→ **Given request 1**:
From the sermon passage, copy out word for word the stretch that begins at the words "John said, the" and stops after "fruits of righteousness.".

→ **Reading text**:
___

The Roman Empire occupied Israel. They had come in and defeated them, abolished their government, and were occupying their land. And they levied taxes against them. But, rather than collect those taxes themselves, they sub-contracted out to private enterprise. And those private contractors, oddly enough, made as much money for themselves on the deal as they possibly could. They went in and were allowed to charge anything they wanted, exorbitant amounts, as long as Rome got its share. So the tax collector could for example go to Courtney here, whose taxes Rome had assessed at $1 and require her to pay $50, send the $1 to Rome, and keep the other $49 for themselves – the cost of doing business. (I know it sounds absurd to imagine that private enterprise would do something like that – but that’s what they were doing.)

And they were despised for it. So they asked, “How about us?” For who would expect that the God of Israel would save them at all after what they’d done? And John said simply, “collect what is owed and don’t use your position to take advantage of others. That’s enough.” And then the soldiers came. Not soldiers of Israel; Israel had no army. The soldiers of the occupying force. The soldiers of Rome came – the occupier – and said, “How about us? Can we possibly be saved?” And John said, “Don’t use your superior strength to bully, terrorize, or extort. It may even be true that you are underpaid but take that up with Rome. Where you are, as the occupier, settle for the wages Rome gives you. Don’t steal, Don’t take more from people who are completely under your control and your power.”

John said, the axe is lying at the root of the tree but there are things you can do to change your lives to get salvation. Because John kept coming back to salvation. John echoes for us Revelation, that apocalyptic book that says the world as we know it is coming to an end. But he also echoes that part of Revelation that says, “and Empire cannot save us.” And self-absorption cannot save us. We cannot save ourselves. Only God can save us and God has saved us. We have only to claim it and, in doing so, to produce the fruits of righteousness.

But that’s a hard message. For, in the very act of saving us, God severs us from the false gods of empire or self – which can be uncomfortable and frightening. Empire causes, not resolves, the violence, injustice, and oppression which hold us in bondage – in hell --and which God’s wrath will destroy. And self isn’t big enough to save the world – and to save merely ourselves is intrinsically impossible. Self-fulfillment will make us neither happy nor fulfilled. When God’s new life brings an end to injustice and oppression, to idolatry of empire, power, money, celebrity, pleasure… those of us who depend on those things will lose our foundations.

___

→ **Provided records**:
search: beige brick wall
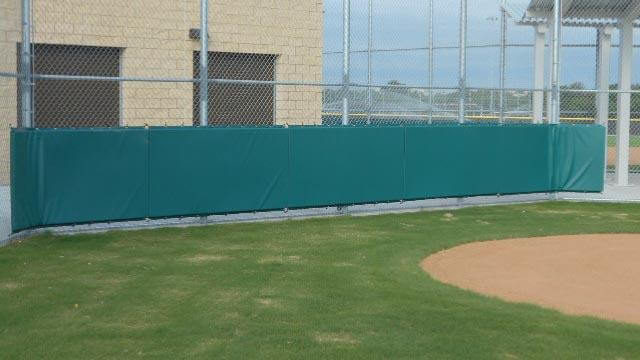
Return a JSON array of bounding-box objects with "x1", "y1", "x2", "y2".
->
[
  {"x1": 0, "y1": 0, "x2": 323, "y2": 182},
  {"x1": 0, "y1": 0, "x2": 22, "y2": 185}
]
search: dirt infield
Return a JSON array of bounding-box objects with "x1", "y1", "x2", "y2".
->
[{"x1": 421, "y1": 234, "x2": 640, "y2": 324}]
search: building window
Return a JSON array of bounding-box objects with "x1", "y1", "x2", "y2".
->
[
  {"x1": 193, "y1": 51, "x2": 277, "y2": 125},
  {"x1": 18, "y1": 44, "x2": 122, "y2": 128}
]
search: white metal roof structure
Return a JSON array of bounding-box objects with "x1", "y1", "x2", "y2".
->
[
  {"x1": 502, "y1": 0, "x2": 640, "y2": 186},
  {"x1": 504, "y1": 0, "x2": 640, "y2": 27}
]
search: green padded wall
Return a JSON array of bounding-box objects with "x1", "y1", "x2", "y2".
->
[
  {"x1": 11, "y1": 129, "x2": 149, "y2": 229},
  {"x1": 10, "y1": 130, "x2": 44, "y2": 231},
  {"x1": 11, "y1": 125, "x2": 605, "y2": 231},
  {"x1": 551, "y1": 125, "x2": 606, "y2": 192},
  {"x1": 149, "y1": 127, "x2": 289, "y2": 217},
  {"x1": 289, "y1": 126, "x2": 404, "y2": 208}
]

___

→ **Given request 2**:
Write out all of the search rows above again, with each search line and its format instruction. Multiply every bounding-box coordinate in the answers by 2.2 and round it to a whole number, with halves rounding up, and leave out the pictures.

→ **Expected answer 1**:
John said, the axe is lying at the root of the tree but there are things you can do to change your lives to get salvation. Because John kept coming back to salvation. John echoes for us Revelation, that apocalyptic book that says the world as we know it is coming to an end. But he also echoes that part of Revelation that says, “and Empire cannot save us.” And self-absorption cannot save us. We cannot save ourselves. Only God can save us and God has saved us. We have only to claim it and, in doing so, to produce the fruits of righteousness.

→ **Expected answer 2**:
search: beige brick wall
Return a JSON array of bounding-box objects with "x1", "y1", "x2", "y2".
->
[
  {"x1": 0, "y1": 0, "x2": 711, "y2": 400},
  {"x1": 0, "y1": 0, "x2": 48, "y2": 407}
]
search: dirt infield
Return a JSON array of bounding-box objects with "x1", "y1", "x2", "y2".
->
[{"x1": 926, "y1": 515, "x2": 1408, "y2": 713}]
search: building window
Return a JSON array of bounding-box objects with "x1", "y1", "x2", "y2".
->
[
  {"x1": 425, "y1": 112, "x2": 609, "y2": 275},
  {"x1": 40, "y1": 97, "x2": 268, "y2": 282}
]
search: white metal roof structure
Return a JSON array of bounding-box objects with "x1", "y1", "x2", "y2".
->
[
  {"x1": 1104, "y1": 0, "x2": 1408, "y2": 409},
  {"x1": 1109, "y1": 0, "x2": 1408, "y2": 59}
]
search: green padded wall
Return a JSON array of bounding-box objects with "x1", "y1", "x2", "y2".
->
[
  {"x1": 24, "y1": 284, "x2": 328, "y2": 504},
  {"x1": 22, "y1": 286, "x2": 97, "y2": 508},
  {"x1": 24, "y1": 275, "x2": 1331, "y2": 508},
  {"x1": 1212, "y1": 275, "x2": 1333, "y2": 422},
  {"x1": 328, "y1": 279, "x2": 636, "y2": 477},
  {"x1": 636, "y1": 277, "x2": 889, "y2": 458}
]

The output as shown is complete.